> PROBLEM TO SOLVE: Retype the entries below word for word, leaving none out.

[[ INPUT DATA, beginning ]]

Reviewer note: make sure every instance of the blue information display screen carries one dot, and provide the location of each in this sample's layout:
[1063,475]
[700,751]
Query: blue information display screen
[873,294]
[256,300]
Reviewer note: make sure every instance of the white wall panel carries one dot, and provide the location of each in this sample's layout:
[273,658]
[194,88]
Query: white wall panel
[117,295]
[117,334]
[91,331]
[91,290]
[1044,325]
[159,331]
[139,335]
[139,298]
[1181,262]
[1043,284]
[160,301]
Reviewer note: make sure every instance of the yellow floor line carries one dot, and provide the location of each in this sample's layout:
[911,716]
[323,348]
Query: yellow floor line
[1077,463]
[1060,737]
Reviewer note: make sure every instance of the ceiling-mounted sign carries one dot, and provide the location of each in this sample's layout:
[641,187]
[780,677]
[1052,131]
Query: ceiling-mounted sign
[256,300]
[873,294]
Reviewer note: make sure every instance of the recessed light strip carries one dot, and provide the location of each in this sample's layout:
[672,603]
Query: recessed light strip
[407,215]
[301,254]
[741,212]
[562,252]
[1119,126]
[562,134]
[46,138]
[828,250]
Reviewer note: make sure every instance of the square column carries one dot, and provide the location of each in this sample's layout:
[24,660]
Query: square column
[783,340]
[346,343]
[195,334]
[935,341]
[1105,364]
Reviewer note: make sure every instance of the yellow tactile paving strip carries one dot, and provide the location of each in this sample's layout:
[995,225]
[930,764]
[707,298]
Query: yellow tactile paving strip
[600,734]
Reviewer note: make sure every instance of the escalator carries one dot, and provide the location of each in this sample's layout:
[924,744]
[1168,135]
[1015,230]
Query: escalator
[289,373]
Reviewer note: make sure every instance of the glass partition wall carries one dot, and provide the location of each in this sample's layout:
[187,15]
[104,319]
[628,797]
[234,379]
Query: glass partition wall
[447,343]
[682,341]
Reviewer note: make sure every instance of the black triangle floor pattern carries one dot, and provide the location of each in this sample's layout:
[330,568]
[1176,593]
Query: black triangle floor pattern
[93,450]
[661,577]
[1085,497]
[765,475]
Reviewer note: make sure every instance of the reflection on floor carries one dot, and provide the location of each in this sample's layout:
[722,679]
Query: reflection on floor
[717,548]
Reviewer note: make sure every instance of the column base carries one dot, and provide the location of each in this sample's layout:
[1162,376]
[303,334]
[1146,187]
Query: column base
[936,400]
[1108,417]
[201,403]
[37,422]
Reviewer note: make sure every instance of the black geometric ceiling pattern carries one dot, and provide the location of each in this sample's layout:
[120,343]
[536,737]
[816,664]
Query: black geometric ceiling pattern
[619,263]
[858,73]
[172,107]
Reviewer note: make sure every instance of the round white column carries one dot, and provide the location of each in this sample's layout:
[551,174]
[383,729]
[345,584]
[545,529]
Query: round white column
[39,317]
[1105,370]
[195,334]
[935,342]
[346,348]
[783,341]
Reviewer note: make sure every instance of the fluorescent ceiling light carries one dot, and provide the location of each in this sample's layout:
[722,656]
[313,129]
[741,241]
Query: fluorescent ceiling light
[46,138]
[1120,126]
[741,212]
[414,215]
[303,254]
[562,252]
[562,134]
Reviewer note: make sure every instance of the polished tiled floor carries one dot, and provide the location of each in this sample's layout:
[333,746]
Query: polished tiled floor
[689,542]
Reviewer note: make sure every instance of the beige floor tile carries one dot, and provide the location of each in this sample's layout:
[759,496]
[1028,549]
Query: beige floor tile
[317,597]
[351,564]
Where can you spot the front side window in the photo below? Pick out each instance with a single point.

[[ INPUT DATA, end ]]

> RESULT OF THIS EXERCISE:
Reviewer note: make sure every instance of the blue information display screen carries one dot, and provide the location of each in this sample's layout:
[1063,475]
[700,751]
Query: blue information display screen
[873,294]
[256,300]
Reviewer note: make sure every instance of the white wall panel carries one dot, and provide the location of each in this sample's layout:
[273,658]
[194,88]
Query: white wall panel
[117,295]
[117,334]
[91,331]
[91,290]
[1044,325]
[159,331]
[139,335]
[139,298]
[1181,262]
[1043,284]
[160,301]
Reviewer note: make sure every instance of the yellow floor line carries one dot, and provide the location of each in this sample's layout:
[911,716]
[323,348]
Query: yellow floor line
[1077,463]
[1060,737]
Reviewer note: make sure every instance of the ceiling-mounted sign carries one dot, and provide the location of each in this sample's layout:
[641,187]
[780,677]
[1052,131]
Query: ceiling-mounted sign
[256,300]
[873,294]
Reviewer note: make sure every instance of the recessed light strip carries one dot, and provide the location of each in this sample's layout:
[672,603]
Query: recessed light strip
[407,215]
[301,254]
[741,212]
[562,252]
[1119,126]
[562,134]
[46,138]
[828,250]
Reviewer note: make sure every instance of the square column carries one dot, and provide the location of each in this sample's layout:
[24,660]
Query: square column
[783,340]
[346,343]
[195,334]
[935,341]
[1105,364]
Reviewer note: make sure every instance of the yellow tactile paving strip carries one dot, and provide the location of each in this sample's layout:
[995,225]
[930,764]
[707,298]
Query: yellow tactile paving strip
[600,734]
Reviewer note: make sure every instance of the escalator carries one dot, and provide the location of each in this sample's layout:
[924,744]
[1168,135]
[1015,230]
Query: escalator
[289,373]
Reviewer note: make sure every instance of the glass partition wall carries one dot, and provide the location of each in this sample's layout:
[187,15]
[104,319]
[628,797]
[234,379]
Query: glass partition wall
[447,343]
[682,341]
Reviewer note: make sure every instance of the black triangle floor pattern carries one dot, and provide the location of each in this sample's layout:
[330,568]
[1176,593]
Query: black triangle floor pattern
[93,450]
[661,577]
[1085,497]
[765,475]
Reviewer note: make sure every instance of the reflection on floor carries one dot, and provide the location of each in this sample's layout:
[722,679]
Query: reflection on floor
[717,548]
Reviewer note: make sure every instance of the column base carries one dot, and provide the location of each in this sample's layout:
[1162,376]
[303,334]
[1146,187]
Query: column base
[936,400]
[1108,417]
[201,403]
[37,422]
Reviewer note: make sure every instance of the black geometric ceiling pattern carries one dot, and provide the location of each in this sample's layout:
[120,343]
[536,737]
[816,664]
Query: black geometric ceiling pattern
[619,263]
[858,73]
[172,107]
Reviewer note: make sure every instance of the round white column carries one dot, and provide the location of each in this sample's layout:
[551,174]
[383,729]
[345,584]
[545,529]
Query: round white column
[39,317]
[1105,370]
[195,334]
[935,342]
[346,348]
[783,341]
Reviewer note: make sure every instance of the fluorescent ceiling light carries one dot, and provide the location of each in this sample's layout:
[722,656]
[313,129]
[741,241]
Query: fluorescent ceiling light
[46,138]
[1120,126]
[741,212]
[414,215]
[303,254]
[562,252]
[562,134]
Reviewer note: make sure every instance of the polished tiled floor carries one dot, and provide the location of each in this sample's layout:
[333,746]
Query: polished tiled floor
[689,542]
Reviewer note: make sure every instance of the beige floor tile carries one dot, and provide the location of each in this sample's layout:
[759,496]
[1028,549]
Query: beige floor tile
[317,597]
[351,564]
Where can you spot the front side window in the photo below? Pick out each instance with a single point.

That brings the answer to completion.